运用信息:
#1 在这段关于二进制向量连续计数的帖子中，回答1为示例向量 x 列出的各段连续长度是什么？
#2 请从“The solution using”开始，到“for the concatenation.”结束，把这段关于二进制向量连续计数的帖子中的文字一字不差地抄录下来。

文本片段:
★ ★ ★

问题
I'd like to assign a cumulative numerical value for sequential runs in a binary vector. What I have is
x = [0 0 0 1 1 0 1 1 1 0 1 0 0 0 0 0 0],
and what I would like is
y = [1 2 3 1 2 1 1 2 3 1 1 1 2 3 4 5 6].
The solution using sum/cumsum/unique/find range of functions alludes me. Any help would be greatly appreciated.
回答1:
Here's a way:
a = arrayfun(@(x)(1:x), diff(find([1,diff(x),1])), 'uni', 0);
[a{:}]
The idea is to generate a list of the 'run lengths', i.e. [3,2,1,3,1,1,6]
in your case, then just concatenate a bunch of vectors that count to each value in that list, i.e. cat(2, 1:3, 1:2, 1:1, 1:3...
. I use arrayfun
as a shortcut for reapplying the :
operator and then use the comma separated list that {:}
returns as a shortcut for the concatenation.
回答2:
(Not a one-liner, alas ...):
F = find(diff(x))+1;
y = ones(size(x));
y(F) = y(F)-diff([1,F]);
y = cumsum(y);
First, find all positions in x
where there is a change; then build a vector of 1 where you substract the length of each continuous segment. At the end, take the cumsum of it.

★ ★ ★

记录摘录:
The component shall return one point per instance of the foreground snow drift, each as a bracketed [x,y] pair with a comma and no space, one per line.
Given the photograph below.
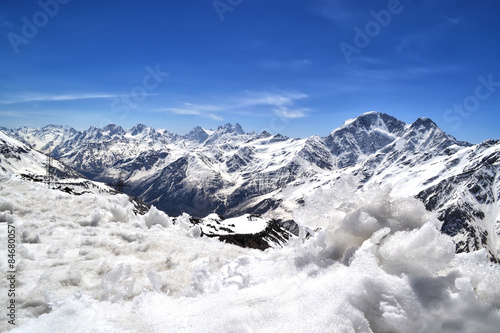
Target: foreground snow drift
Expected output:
[88,264]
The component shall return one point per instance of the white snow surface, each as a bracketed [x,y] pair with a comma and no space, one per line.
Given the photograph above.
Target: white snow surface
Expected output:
[378,264]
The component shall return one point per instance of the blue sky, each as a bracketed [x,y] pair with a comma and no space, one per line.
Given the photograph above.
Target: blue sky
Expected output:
[295,67]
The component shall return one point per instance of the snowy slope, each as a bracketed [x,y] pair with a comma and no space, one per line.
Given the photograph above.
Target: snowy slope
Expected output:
[230,172]
[379,264]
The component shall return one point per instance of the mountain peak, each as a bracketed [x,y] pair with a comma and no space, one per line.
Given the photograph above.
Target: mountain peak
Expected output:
[424,122]
[197,134]
[230,128]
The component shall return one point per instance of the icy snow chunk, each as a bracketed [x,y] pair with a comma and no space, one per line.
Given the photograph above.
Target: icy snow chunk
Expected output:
[119,213]
[118,283]
[195,231]
[6,206]
[6,216]
[155,279]
[422,251]
[30,237]
[155,216]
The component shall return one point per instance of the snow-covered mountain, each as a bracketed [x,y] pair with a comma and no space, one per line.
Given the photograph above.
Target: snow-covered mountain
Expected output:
[230,172]
[88,263]
[17,158]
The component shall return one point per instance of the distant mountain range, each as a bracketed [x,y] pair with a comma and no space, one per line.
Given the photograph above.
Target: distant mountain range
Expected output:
[231,173]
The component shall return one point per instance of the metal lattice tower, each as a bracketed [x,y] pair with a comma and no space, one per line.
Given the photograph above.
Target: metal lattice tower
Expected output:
[48,171]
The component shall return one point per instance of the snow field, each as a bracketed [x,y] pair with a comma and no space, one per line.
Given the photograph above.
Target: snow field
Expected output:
[378,264]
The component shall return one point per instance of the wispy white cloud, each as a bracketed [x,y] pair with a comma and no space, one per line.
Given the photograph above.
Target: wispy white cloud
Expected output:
[193,110]
[25,114]
[292,64]
[291,113]
[453,20]
[279,102]
[28,98]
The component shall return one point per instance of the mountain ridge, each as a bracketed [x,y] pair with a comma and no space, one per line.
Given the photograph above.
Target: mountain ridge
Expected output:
[231,172]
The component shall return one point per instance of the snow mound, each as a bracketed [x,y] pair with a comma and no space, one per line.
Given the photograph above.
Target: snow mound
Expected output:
[373,264]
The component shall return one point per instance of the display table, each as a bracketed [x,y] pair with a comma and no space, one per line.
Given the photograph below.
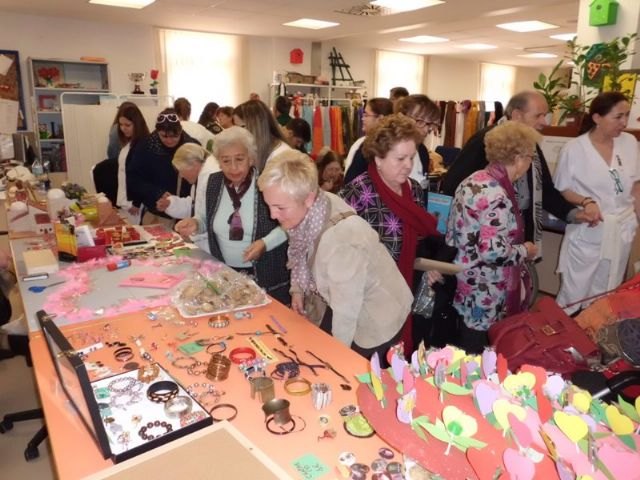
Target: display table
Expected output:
[76,454]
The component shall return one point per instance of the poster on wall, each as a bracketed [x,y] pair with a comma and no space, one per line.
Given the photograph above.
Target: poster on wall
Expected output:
[11,89]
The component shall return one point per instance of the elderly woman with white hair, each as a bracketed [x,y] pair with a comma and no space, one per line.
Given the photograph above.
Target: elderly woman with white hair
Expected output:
[336,259]
[236,218]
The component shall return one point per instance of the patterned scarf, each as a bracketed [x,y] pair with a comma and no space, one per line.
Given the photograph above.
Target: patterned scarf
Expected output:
[302,239]
[516,274]
[236,232]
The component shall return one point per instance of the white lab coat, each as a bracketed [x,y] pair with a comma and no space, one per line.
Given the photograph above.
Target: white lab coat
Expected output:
[593,259]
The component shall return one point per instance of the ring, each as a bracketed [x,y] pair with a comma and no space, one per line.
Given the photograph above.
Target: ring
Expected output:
[242,354]
[222,406]
[178,406]
[303,386]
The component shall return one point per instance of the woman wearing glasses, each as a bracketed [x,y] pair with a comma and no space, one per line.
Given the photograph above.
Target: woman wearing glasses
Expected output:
[388,199]
[599,169]
[150,174]
[236,219]
[374,111]
[487,228]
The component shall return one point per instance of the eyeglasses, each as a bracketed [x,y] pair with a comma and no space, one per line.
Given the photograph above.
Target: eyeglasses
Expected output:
[167,136]
[615,176]
[422,123]
[167,117]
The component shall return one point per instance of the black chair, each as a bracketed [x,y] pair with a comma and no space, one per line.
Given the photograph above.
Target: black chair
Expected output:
[19,345]
[105,178]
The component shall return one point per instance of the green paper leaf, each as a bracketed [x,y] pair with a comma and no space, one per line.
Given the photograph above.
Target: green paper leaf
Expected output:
[628,409]
[455,389]
[597,411]
[628,441]
[439,432]
[469,442]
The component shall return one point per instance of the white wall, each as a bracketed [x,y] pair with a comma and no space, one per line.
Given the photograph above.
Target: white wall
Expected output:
[452,79]
[127,48]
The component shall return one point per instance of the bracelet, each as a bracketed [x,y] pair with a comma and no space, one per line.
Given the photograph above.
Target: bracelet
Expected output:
[297,386]
[219,321]
[143,431]
[185,363]
[242,354]
[220,347]
[192,369]
[224,406]
[178,406]
[161,392]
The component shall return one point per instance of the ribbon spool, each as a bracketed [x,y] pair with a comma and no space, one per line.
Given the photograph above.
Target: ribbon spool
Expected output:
[263,387]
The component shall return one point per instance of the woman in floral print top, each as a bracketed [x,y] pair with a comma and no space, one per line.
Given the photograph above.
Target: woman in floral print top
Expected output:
[486,226]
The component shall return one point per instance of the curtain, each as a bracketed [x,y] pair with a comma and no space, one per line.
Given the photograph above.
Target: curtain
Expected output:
[203,67]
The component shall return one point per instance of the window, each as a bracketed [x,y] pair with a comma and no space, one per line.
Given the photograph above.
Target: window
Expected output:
[203,67]
[395,69]
[497,83]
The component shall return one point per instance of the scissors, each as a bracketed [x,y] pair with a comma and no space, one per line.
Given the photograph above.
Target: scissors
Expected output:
[294,358]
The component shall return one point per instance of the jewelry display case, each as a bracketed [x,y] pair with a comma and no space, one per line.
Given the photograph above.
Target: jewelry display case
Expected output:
[128,413]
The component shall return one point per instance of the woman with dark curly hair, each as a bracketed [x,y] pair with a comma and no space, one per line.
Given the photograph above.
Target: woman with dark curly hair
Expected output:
[388,199]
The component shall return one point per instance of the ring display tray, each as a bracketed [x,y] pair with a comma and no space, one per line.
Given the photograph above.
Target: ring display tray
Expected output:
[125,414]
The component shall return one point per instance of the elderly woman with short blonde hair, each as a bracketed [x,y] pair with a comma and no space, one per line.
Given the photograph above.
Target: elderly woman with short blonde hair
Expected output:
[236,219]
[342,278]
[487,228]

★ ★ ★

任务结果:
#1 [3,2,1,3,1,1,6]

#2
The solution using sum/cumsum/unique/find range of functions alludes me. Any help would be greatly appreciated.
回答1:
Here's a way:
a = arrayfun(@(x)(1:x), diff(find([1,diff(x),1])), 'uni', 0);
[a{:}]
The idea is to generate a list of the 'run lengths', i.e. [3,2,1,3,1,1,6]
in your case, then just concatenate a bunch of vectors that count to each value in that list, i.e. cat(2, 1:3, 1:2, 1:1, 1:3...
. I use arrayfun
as a shortcut for reapplying the :
operator and then use the comma separated list that {:}
returns as a shortcut for the concatenation.